**WORK TASK 1:** In the passage on oil and gas emissions, how many producers reported the data that the report compiled?
**WORK TASK 2:** Pick up the passage on oil and gas emissions where it stops and keep writing it.
** PASSAGE TO READ follows **
Greenhouse gas (GHG) emissions and emissions intensity vary substantially among U.S. onshore oil and gas producers, according to a new study by nonprofits the Clean Air Task Force (CATF) and Ceres.


The report compiled data reported by 295 producers to the Environmental Protection Agency (EPA) under its Greenhouse Gas Reporting Program (GHGRP), and data calculated from assumptions in EPA’s annual Greenhouse Gas Inventory.

The variability is especially high for methane emissions by natural gas producers, researchers found.

Natural gas producers in the highest quartile of methane emissions intensity have an average intensity that is nearly 22 times higher than their counterparts in the lowest quartile, the study found.

As for overall GHG emissions intensity, oil and gas producers in the top quartile average nearly 10 times the intensity of producers in the lowest quartile.
** End of PASSAGE TO READ **
** DATASET RECORDS follows **
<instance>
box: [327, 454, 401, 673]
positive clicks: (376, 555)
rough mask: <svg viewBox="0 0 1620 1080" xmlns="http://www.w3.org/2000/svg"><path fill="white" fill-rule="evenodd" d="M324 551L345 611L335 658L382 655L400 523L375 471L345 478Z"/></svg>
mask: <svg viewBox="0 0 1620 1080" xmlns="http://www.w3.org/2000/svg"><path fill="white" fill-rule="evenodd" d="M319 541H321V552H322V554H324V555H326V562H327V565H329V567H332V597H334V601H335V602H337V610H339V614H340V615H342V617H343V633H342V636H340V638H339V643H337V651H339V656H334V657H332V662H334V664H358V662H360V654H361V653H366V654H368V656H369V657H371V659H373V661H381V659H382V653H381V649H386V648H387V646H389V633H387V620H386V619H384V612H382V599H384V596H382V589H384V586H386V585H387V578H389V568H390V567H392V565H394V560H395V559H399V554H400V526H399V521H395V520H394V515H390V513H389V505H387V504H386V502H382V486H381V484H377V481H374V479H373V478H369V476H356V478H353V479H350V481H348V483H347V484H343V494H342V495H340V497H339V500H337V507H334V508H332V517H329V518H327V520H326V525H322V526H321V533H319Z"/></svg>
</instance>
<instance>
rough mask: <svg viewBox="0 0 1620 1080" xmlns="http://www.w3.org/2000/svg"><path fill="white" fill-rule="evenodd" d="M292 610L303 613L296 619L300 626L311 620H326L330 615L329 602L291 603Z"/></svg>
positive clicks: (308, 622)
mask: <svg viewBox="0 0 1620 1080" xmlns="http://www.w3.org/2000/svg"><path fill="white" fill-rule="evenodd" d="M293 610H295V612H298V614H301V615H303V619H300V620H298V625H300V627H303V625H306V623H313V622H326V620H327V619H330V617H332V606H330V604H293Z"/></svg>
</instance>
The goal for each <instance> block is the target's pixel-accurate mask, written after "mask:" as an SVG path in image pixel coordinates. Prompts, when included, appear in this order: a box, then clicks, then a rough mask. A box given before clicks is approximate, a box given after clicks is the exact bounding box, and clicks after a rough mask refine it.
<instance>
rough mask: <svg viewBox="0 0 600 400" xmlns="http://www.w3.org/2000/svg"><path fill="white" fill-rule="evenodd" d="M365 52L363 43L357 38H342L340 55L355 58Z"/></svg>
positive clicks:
** End of DATASET RECORDS **
**TASK RESULT 1:** 295 producers

**TASK RESULT 2:**
Researchers also noted that higher production volumes do not necessarily mean higher absolute emissions.

“While the top 100 producers are also among the top 100 emitters, production rank does not correspond to emissions rank,” the study’s authors explained.

For example, privately held Hilcorp Energy Co. ranks no. 19 in oil and gas production among the examined producers, but no. 2 in terms of overall GHG emissions.

By contrast, publicly traded EQT Corp. ranks no. 4 in production but no. 31 in overall emissions, according to the study.

Publicly listed energy names are under increasing pressure from investors to reduce emissions, as evidenced by the recent success of climate-driven shareholder initiatives at ExxonMobil and Chevron Corp.

The CATF and Ceres study lists ExxonMobil as no. 1 in oil and gas production among the companies reporting emissions data, but no. 37 in GHG intensity, i.e. emissions per boe of hydrocarbons produced.

Scout Energy, meanwhile, ranked no. 61 in production but no. 7 in GHG intensity.

Venting and flaring of associated gas — i.e. gas produced as a byproduct of oil drilling — remains a significant contributor to emissions in oil-rich basins such as the Permian and Williston, researchers found.

In the Permian, for example, venting and flaring contributes about 25% of total GHG emissions, they said. In the gas-rich Appalachian Basin, meanwhile, flaring and venting is minimal.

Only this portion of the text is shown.